Excerpt from a dataset:
<<<<
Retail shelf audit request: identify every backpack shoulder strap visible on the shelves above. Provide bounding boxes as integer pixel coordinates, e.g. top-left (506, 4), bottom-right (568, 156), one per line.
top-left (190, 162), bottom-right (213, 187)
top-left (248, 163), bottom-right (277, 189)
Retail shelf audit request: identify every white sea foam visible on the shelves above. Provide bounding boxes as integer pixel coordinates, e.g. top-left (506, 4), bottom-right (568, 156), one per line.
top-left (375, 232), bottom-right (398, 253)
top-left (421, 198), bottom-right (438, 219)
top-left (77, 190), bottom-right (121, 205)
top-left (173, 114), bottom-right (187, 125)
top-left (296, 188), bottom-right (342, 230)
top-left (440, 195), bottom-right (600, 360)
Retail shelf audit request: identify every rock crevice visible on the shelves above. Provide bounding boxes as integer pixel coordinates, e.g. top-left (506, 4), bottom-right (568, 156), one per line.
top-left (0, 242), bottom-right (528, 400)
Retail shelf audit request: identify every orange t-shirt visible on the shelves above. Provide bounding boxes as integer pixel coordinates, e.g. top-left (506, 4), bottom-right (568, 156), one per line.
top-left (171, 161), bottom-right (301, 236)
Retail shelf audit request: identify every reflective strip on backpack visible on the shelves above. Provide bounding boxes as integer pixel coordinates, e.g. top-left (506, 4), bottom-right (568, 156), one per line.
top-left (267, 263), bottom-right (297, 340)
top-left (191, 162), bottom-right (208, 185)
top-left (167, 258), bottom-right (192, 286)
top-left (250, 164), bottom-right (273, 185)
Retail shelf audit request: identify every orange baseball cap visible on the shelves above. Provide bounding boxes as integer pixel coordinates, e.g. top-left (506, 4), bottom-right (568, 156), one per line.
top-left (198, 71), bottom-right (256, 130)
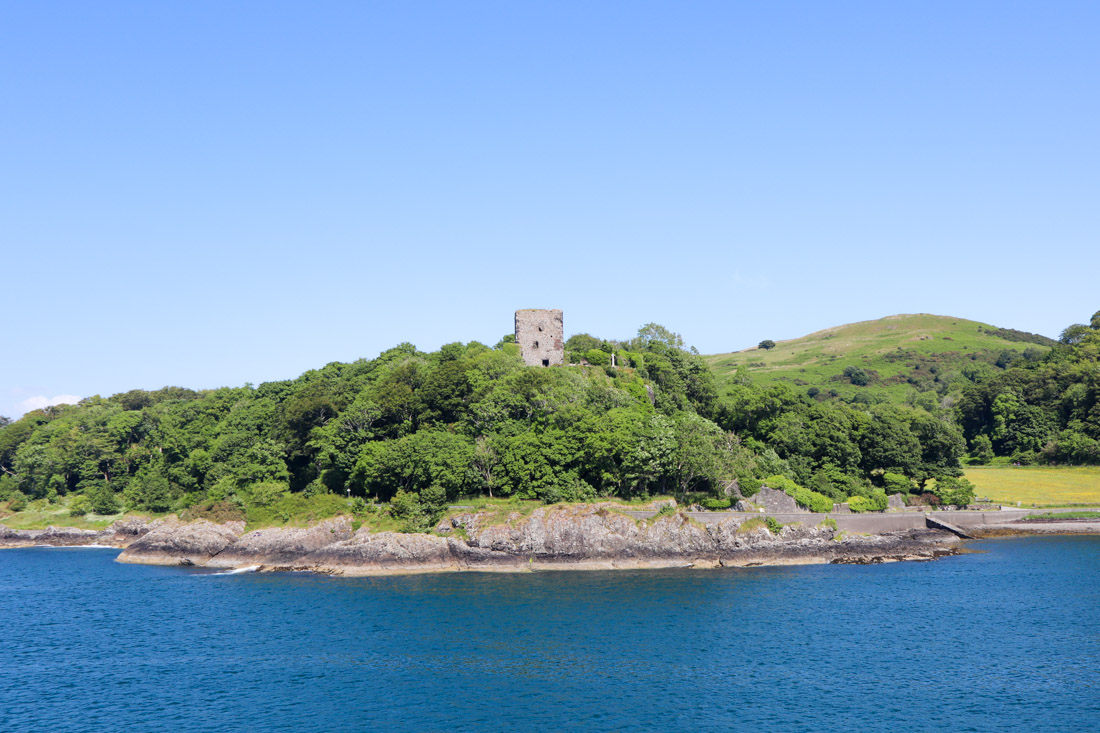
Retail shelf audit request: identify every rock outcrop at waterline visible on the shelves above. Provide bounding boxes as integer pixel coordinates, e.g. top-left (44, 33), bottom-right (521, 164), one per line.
top-left (83, 504), bottom-right (958, 576)
top-left (118, 517), bottom-right (244, 565)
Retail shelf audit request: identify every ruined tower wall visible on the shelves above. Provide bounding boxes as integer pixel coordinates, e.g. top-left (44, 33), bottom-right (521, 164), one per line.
top-left (516, 308), bottom-right (565, 367)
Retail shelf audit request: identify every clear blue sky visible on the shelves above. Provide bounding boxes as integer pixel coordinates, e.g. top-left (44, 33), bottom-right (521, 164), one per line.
top-left (0, 0), bottom-right (1100, 416)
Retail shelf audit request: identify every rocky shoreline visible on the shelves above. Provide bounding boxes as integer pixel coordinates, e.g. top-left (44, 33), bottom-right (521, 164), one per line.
top-left (0, 504), bottom-right (960, 576)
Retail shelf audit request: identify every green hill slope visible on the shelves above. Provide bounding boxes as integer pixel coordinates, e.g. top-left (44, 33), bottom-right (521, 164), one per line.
top-left (705, 314), bottom-right (1054, 402)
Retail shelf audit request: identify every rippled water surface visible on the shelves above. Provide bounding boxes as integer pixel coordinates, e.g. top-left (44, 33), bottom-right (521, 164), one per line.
top-left (0, 537), bottom-right (1100, 732)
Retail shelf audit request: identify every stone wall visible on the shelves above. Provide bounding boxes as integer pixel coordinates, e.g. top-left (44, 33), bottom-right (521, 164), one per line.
top-left (516, 308), bottom-right (565, 367)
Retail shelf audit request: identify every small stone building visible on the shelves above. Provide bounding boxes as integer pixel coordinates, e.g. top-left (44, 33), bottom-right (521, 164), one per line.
top-left (516, 308), bottom-right (565, 367)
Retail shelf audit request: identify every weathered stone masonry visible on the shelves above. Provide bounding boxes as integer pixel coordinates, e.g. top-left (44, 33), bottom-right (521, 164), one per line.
top-left (516, 308), bottom-right (565, 367)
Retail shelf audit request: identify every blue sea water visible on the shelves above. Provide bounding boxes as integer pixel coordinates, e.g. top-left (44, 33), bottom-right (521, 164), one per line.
top-left (0, 537), bottom-right (1100, 733)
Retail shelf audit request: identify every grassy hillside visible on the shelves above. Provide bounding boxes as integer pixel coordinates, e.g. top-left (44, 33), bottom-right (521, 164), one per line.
top-left (705, 314), bottom-right (1053, 402)
top-left (966, 466), bottom-right (1100, 506)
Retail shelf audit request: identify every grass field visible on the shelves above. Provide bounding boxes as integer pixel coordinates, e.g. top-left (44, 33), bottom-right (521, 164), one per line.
top-left (966, 466), bottom-right (1100, 506)
top-left (705, 314), bottom-right (1046, 402)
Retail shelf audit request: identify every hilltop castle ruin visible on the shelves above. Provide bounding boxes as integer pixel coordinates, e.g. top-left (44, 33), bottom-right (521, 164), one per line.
top-left (516, 308), bottom-right (565, 367)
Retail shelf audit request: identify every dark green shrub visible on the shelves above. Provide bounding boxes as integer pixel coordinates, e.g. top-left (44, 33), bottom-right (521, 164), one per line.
top-left (737, 479), bottom-right (763, 499)
top-left (90, 483), bottom-right (121, 514)
top-left (932, 475), bottom-right (974, 506)
top-left (249, 481), bottom-right (290, 507)
top-left (179, 501), bottom-right (245, 524)
top-left (69, 494), bottom-right (91, 516)
top-left (848, 490), bottom-right (890, 513)
top-left (584, 349), bottom-right (612, 367)
top-left (882, 471), bottom-right (913, 494)
top-left (8, 489), bottom-right (26, 512)
top-left (970, 434), bottom-right (993, 466)
top-left (763, 475), bottom-right (833, 513)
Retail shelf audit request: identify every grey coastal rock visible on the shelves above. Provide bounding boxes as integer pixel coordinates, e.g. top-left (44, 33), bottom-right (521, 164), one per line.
top-left (12, 503), bottom-right (958, 575)
top-left (117, 517), bottom-right (244, 565)
top-left (0, 517), bottom-right (164, 548)
top-left (206, 516), bottom-right (352, 568)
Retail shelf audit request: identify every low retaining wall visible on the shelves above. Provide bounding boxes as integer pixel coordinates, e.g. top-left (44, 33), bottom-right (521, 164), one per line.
top-left (627, 510), bottom-right (1031, 535)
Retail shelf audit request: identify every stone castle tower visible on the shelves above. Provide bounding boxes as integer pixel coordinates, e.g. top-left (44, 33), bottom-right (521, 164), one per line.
top-left (516, 308), bottom-right (565, 367)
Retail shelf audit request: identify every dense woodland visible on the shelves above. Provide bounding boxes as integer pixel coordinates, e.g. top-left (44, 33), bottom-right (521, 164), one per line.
top-left (0, 314), bottom-right (1100, 527)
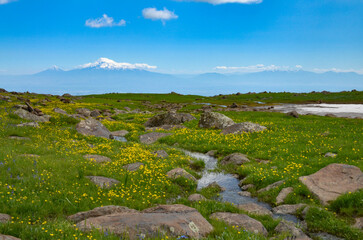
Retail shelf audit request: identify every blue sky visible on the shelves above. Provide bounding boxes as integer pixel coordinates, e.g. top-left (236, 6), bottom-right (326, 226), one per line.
top-left (0, 0), bottom-right (363, 74)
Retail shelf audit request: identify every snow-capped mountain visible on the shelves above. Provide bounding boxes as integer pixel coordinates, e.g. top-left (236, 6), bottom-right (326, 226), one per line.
top-left (77, 58), bottom-right (157, 70)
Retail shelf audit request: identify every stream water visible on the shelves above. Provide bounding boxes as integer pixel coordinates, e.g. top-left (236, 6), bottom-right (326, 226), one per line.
top-left (184, 151), bottom-right (299, 223)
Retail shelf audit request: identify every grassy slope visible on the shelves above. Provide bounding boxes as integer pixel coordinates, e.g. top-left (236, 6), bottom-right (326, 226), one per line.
top-left (0, 92), bottom-right (363, 239)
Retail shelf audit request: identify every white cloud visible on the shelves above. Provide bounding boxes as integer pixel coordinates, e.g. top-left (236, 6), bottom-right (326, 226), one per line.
top-left (0, 0), bottom-right (16, 5)
top-left (77, 58), bottom-right (157, 70)
top-left (85, 14), bottom-right (126, 28)
top-left (182, 0), bottom-right (263, 5)
top-left (313, 68), bottom-right (363, 74)
top-left (215, 64), bottom-right (302, 73)
top-left (142, 8), bottom-right (178, 23)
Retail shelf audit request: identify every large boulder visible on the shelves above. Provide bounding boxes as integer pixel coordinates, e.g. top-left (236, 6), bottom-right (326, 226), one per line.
top-left (221, 122), bottom-right (266, 135)
top-left (14, 108), bottom-right (50, 122)
top-left (140, 132), bottom-right (172, 144)
top-left (199, 112), bottom-right (235, 129)
top-left (221, 153), bottom-right (250, 165)
top-left (275, 220), bottom-right (311, 240)
top-left (238, 203), bottom-right (272, 216)
top-left (299, 163), bottom-right (363, 205)
top-left (145, 112), bottom-right (195, 127)
top-left (76, 118), bottom-right (111, 138)
top-left (210, 212), bottom-right (268, 236)
top-left (77, 204), bottom-right (213, 240)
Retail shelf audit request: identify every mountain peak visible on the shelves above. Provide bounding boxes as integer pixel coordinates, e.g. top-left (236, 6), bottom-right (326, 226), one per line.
top-left (79, 57), bottom-right (156, 70)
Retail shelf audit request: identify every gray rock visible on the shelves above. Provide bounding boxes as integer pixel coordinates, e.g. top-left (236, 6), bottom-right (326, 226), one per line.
top-left (276, 187), bottom-right (294, 204)
top-left (188, 193), bottom-right (207, 202)
top-left (272, 203), bottom-right (307, 214)
top-left (16, 122), bottom-right (39, 128)
top-left (237, 203), bottom-right (272, 216)
top-left (0, 213), bottom-right (11, 223)
top-left (14, 108), bottom-right (50, 122)
top-left (199, 112), bottom-right (235, 129)
top-left (257, 180), bottom-right (285, 193)
top-left (86, 176), bottom-right (120, 188)
top-left (324, 152), bottom-right (337, 158)
top-left (111, 130), bottom-right (129, 137)
top-left (145, 112), bottom-right (195, 127)
top-left (76, 118), bottom-right (111, 138)
top-left (221, 153), bottom-right (250, 165)
top-left (123, 162), bottom-right (145, 172)
top-left (299, 163), bottom-right (363, 205)
top-left (206, 150), bottom-right (217, 157)
top-left (154, 150), bottom-right (169, 158)
top-left (140, 132), bottom-right (172, 144)
top-left (53, 108), bottom-right (69, 116)
top-left (166, 168), bottom-right (197, 182)
top-left (221, 122), bottom-right (267, 135)
top-left (275, 220), bottom-right (311, 240)
top-left (210, 212), bottom-right (268, 236)
top-left (76, 108), bottom-right (91, 118)
top-left (77, 204), bottom-right (213, 240)
top-left (83, 154), bottom-right (111, 163)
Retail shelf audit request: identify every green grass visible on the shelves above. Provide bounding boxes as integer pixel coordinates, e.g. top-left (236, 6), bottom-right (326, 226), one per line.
top-left (0, 92), bottom-right (363, 240)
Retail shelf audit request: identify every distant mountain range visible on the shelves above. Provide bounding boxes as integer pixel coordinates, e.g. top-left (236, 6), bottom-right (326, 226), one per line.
top-left (0, 59), bottom-right (363, 95)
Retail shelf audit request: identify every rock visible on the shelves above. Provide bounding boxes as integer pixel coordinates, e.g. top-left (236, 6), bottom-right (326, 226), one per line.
top-left (199, 112), bottom-right (235, 129)
top-left (206, 150), bottom-right (217, 157)
top-left (86, 176), bottom-right (119, 188)
top-left (238, 191), bottom-right (252, 197)
top-left (16, 122), bottom-right (39, 128)
top-left (76, 108), bottom-right (91, 118)
top-left (90, 109), bottom-right (101, 117)
top-left (237, 203), bottom-right (272, 216)
top-left (140, 132), bottom-right (172, 144)
top-left (0, 213), bottom-right (11, 223)
top-left (111, 130), bottom-right (129, 137)
top-left (276, 187), bottom-right (294, 204)
top-left (275, 220), bottom-right (311, 240)
top-left (68, 205), bottom-right (138, 223)
top-left (286, 111), bottom-right (299, 118)
top-left (145, 125), bottom-right (187, 131)
top-left (14, 108), bottom-right (50, 122)
top-left (76, 118), bottom-right (111, 138)
top-left (324, 152), bottom-right (337, 158)
top-left (272, 203), bottom-right (307, 214)
top-left (83, 154), bottom-right (111, 163)
top-left (221, 122), bottom-right (267, 135)
top-left (166, 168), bottom-right (197, 182)
top-left (257, 180), bottom-right (285, 193)
top-left (9, 136), bottom-right (31, 141)
top-left (77, 204), bottom-right (213, 240)
top-left (353, 217), bottom-right (363, 229)
top-left (299, 163), bottom-right (363, 205)
top-left (207, 182), bottom-right (226, 192)
top-left (188, 193), bottom-right (207, 202)
top-left (123, 162), bottom-right (145, 172)
top-left (0, 234), bottom-right (21, 240)
top-left (154, 150), bottom-right (169, 158)
top-left (221, 153), bottom-right (250, 165)
top-left (210, 212), bottom-right (268, 236)
top-left (241, 184), bottom-right (255, 191)
top-left (145, 112), bottom-right (195, 127)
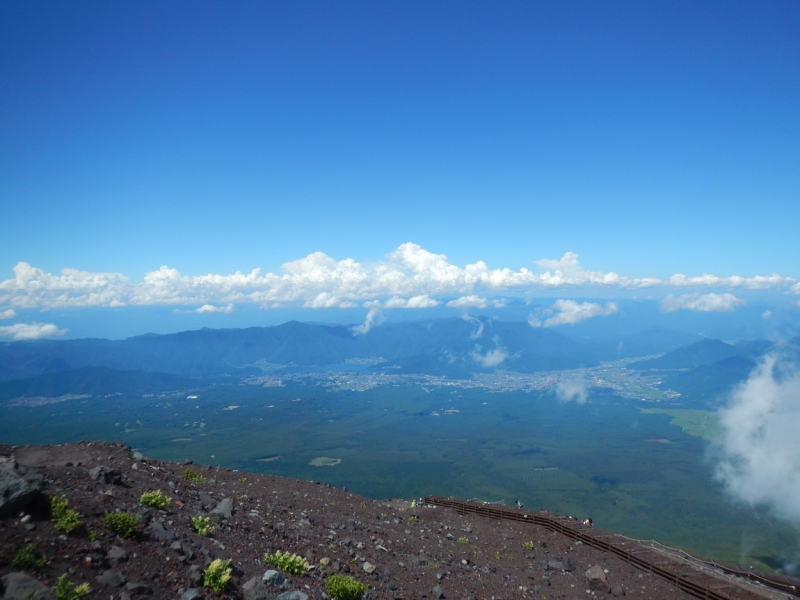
>>>>
Could you express the rows above, from the first line through the line containing "top-left (0, 242), bottom-right (528, 400)", as a JSON list of strings with one string per line and blank lines omitted?

Completed exercise:
[
  "Retail shelf audit request: identify every backpack shoulder strap visible on the shelves above. Provide bounding boxes as integer pixel coordinates, e.g. top-left (506, 4), bottom-right (568, 156), one per line.",
  "top-left (190, 162), bottom-right (213, 187)",
  "top-left (248, 163), bottom-right (277, 189)",
  "Retail shelf audit request: identify every white sea foam visible on the shelves above. Provide bounding boxes as integer pixel coordinates, e.g. top-left (506, 4), bottom-right (568, 156), one per line.",
  "top-left (375, 232), bottom-right (398, 253)",
  "top-left (421, 198), bottom-right (438, 219)",
  "top-left (77, 190), bottom-right (121, 205)",
  "top-left (173, 114), bottom-right (187, 125)",
  "top-left (296, 188), bottom-right (342, 230)",
  "top-left (440, 195), bottom-right (600, 360)",
  "Retail shelf audit request: identify every rock crevice visible on the shelves above. Provide bounding boxes as integer pixel coordinates, e.g. top-left (506, 4), bottom-right (568, 156), one per line.",
  "top-left (0, 242), bottom-right (528, 400)"
]